Stated task: Return, verbatim, the lines of the entries below from the line containing "[locate] the tree trunk" up to and including the line containing "x=60, y=178".
+ + + + + + +
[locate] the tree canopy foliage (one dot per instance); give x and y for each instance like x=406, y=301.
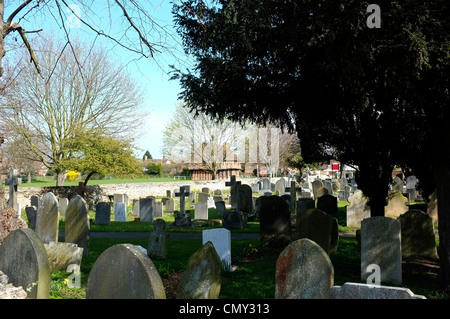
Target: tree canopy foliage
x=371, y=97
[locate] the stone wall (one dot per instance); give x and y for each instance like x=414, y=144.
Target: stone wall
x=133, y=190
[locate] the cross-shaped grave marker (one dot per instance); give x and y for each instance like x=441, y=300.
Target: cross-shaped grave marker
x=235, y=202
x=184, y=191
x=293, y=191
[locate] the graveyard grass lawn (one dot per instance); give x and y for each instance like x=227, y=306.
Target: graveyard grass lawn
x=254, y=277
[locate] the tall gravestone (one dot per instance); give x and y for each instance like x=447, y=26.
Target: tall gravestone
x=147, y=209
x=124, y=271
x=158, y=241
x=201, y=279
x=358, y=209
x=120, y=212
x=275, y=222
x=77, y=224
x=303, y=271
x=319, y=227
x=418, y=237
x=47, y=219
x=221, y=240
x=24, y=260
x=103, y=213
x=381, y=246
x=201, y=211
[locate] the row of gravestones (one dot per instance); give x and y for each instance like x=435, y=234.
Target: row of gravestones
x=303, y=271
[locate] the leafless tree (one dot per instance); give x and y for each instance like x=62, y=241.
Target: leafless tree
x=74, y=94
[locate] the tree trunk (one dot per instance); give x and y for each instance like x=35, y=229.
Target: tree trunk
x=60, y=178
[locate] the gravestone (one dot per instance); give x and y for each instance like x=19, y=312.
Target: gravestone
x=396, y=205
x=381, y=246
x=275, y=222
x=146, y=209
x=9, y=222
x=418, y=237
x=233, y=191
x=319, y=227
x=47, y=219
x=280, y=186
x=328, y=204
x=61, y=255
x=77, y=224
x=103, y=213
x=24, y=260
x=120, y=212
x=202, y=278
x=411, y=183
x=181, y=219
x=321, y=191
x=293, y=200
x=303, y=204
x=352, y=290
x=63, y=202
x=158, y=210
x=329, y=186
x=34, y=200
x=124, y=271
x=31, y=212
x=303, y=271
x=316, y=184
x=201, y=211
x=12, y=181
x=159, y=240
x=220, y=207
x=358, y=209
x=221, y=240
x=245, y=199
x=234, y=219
+ + + + + + +
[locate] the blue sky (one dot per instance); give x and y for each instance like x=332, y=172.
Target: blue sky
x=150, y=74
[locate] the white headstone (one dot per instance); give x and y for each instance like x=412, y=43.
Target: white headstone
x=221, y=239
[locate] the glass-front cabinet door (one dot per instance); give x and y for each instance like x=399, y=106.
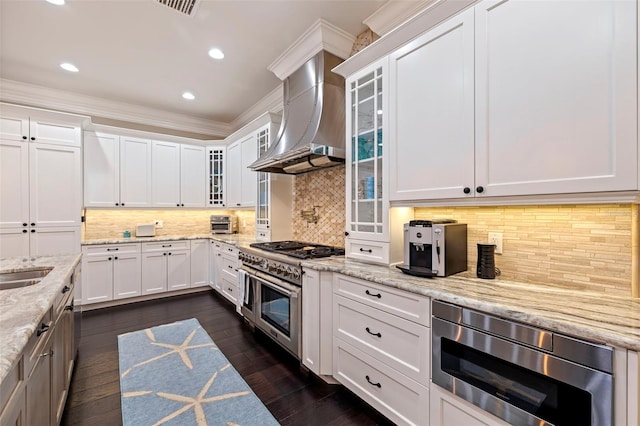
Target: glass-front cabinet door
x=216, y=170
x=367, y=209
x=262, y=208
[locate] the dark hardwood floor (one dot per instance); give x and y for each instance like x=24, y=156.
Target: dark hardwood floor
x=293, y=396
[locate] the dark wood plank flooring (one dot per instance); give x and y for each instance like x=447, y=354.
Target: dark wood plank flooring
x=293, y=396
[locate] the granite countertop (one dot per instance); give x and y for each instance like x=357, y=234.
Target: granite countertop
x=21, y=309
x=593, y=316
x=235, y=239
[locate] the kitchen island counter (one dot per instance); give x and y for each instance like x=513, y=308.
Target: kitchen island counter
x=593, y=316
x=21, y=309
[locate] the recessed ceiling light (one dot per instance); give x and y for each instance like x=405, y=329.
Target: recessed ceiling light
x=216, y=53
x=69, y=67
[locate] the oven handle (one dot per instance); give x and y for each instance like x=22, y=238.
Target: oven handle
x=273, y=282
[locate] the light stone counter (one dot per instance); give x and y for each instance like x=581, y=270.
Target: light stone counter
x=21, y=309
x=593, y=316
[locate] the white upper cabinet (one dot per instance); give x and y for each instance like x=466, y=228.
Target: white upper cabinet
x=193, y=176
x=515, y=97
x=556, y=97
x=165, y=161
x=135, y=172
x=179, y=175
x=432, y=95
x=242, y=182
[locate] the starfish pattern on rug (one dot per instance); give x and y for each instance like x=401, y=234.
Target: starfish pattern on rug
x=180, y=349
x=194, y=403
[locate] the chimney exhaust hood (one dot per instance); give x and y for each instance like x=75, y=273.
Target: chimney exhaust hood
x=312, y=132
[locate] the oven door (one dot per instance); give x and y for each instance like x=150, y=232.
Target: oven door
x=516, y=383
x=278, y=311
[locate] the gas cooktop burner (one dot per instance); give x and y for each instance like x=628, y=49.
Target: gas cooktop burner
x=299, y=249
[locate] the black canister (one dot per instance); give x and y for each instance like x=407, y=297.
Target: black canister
+ + + + + + +
Response to this task:
[locate] the tree trunk (one dot per instance); give x and y for each instance like x=35, y=229.
Target: tree trunk
x=60, y=178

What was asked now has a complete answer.